BEGIN

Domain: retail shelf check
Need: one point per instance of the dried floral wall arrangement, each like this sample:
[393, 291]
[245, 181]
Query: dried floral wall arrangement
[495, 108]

END

### Task
An exact copy of every record is needed.

### Written response
Domain: retail shelf check
Need: one point per instance of the dried floral wall arrangement, each like this sample:
[393, 291]
[245, 181]
Query: dried floral wall arrangement
[495, 108]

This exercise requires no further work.